Material =
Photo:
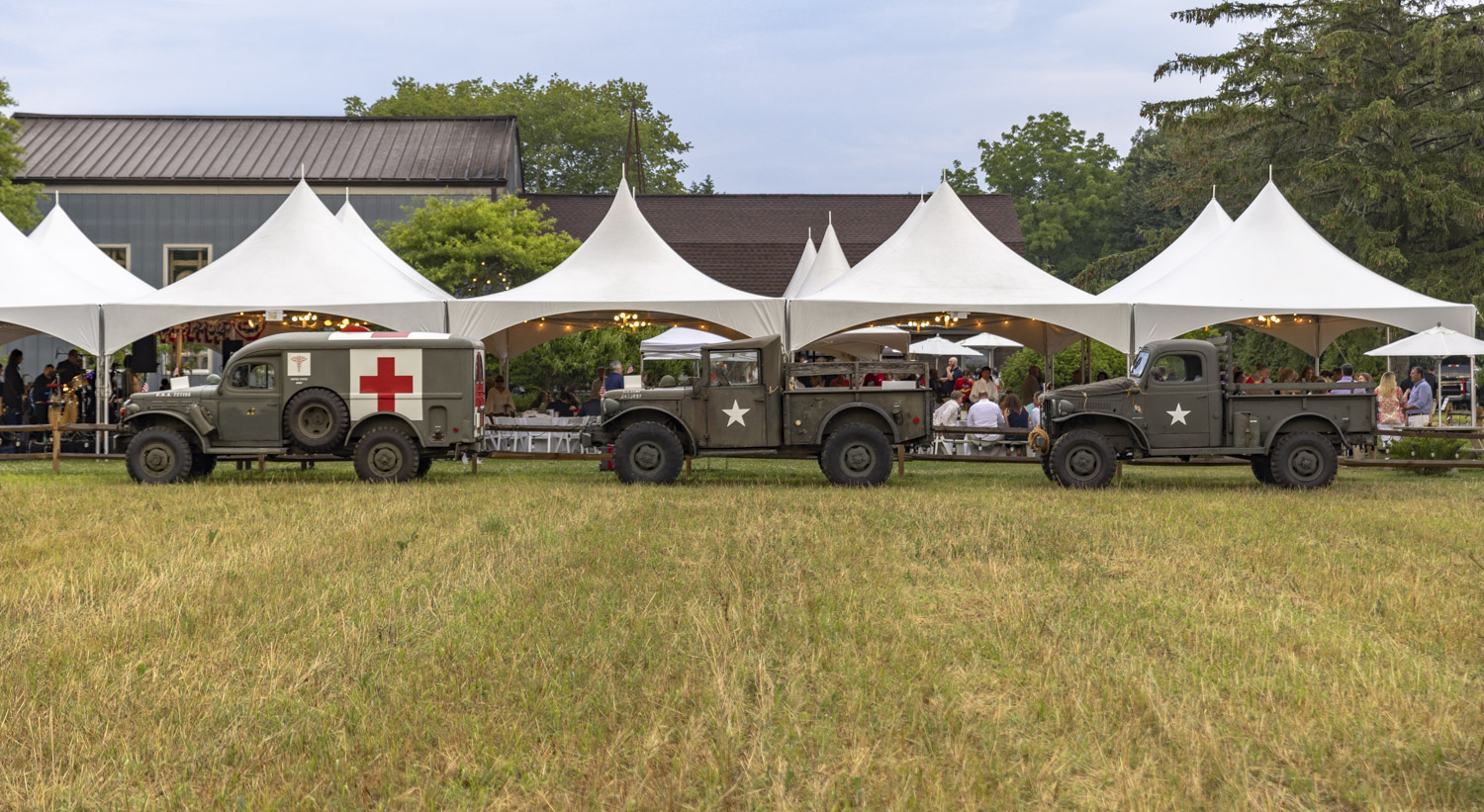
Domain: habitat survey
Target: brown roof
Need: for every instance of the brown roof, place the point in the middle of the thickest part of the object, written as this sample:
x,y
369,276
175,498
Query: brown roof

==

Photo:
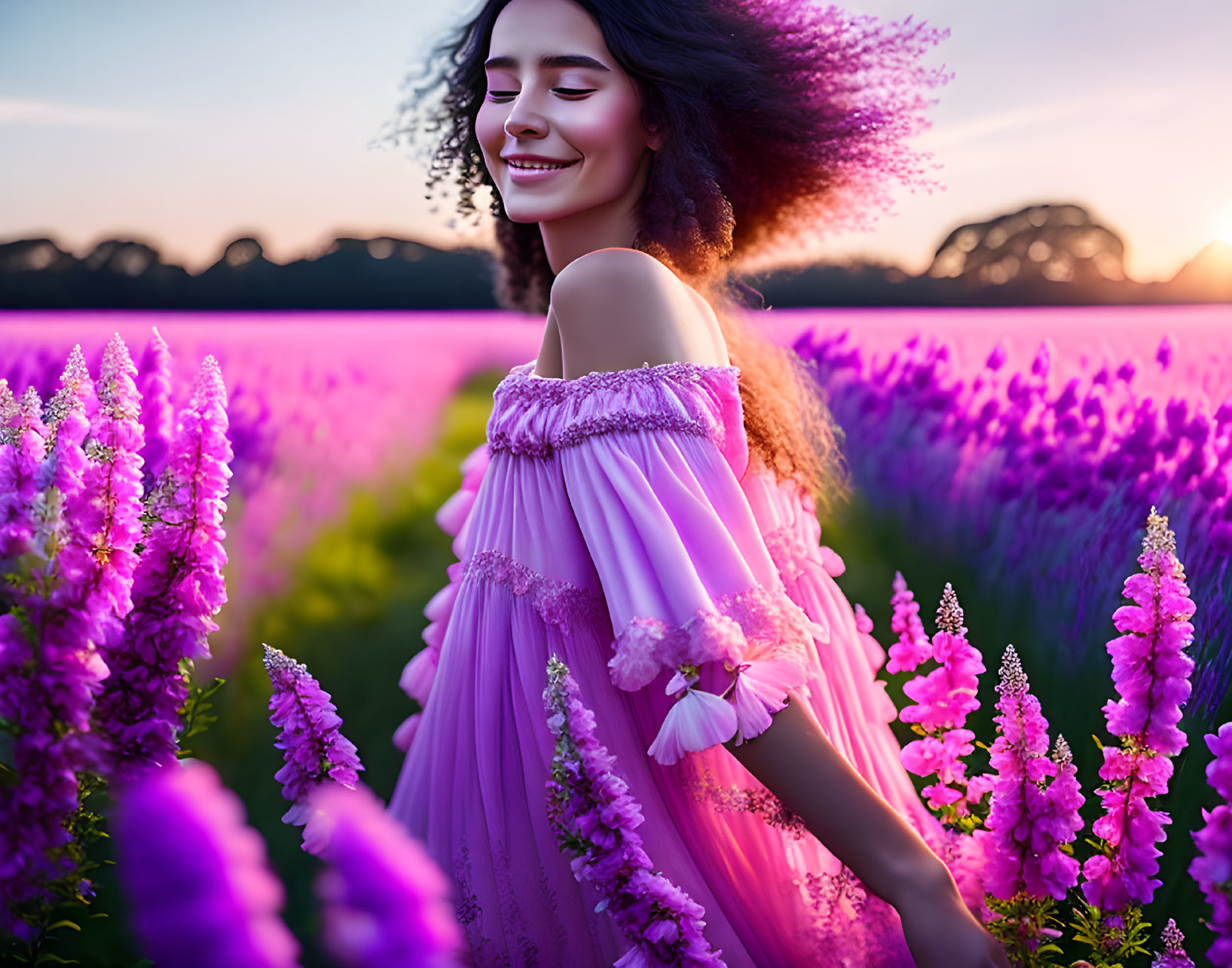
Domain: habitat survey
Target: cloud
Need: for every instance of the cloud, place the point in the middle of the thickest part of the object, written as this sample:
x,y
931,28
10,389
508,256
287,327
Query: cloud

---

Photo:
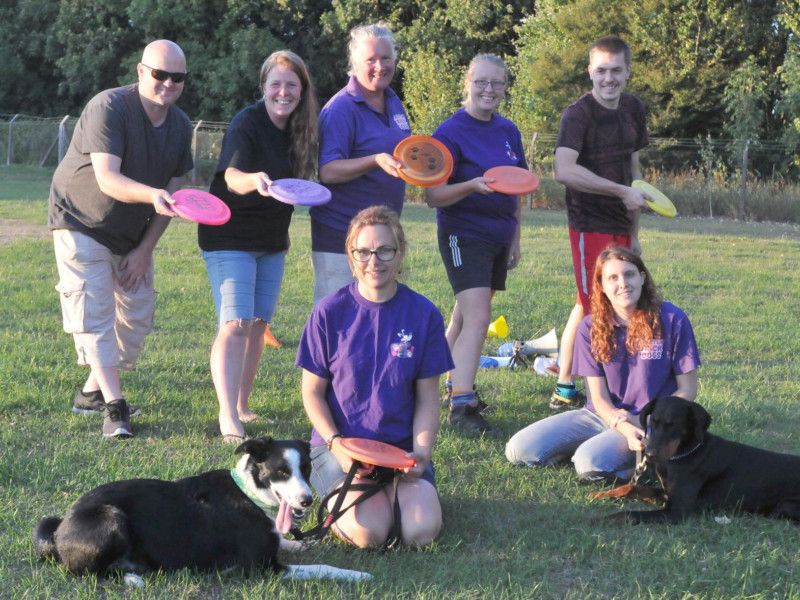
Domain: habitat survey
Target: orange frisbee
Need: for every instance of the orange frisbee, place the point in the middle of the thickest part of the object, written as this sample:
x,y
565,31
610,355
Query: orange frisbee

The problem =
Gather every line of the material above that contains the string "written", and copy each one out in full.

Worked solution =
Need: for every instance of the brown roof, place the point in the middle of the thickest part of the object, written as this sample:
Need: for every instance of the cloud, place the point in the middle of the thickest part of the object, written as this sample:
Need: for every instance of the orange frisbee, place the point in the middle of the thickest part of the object, written as this sample:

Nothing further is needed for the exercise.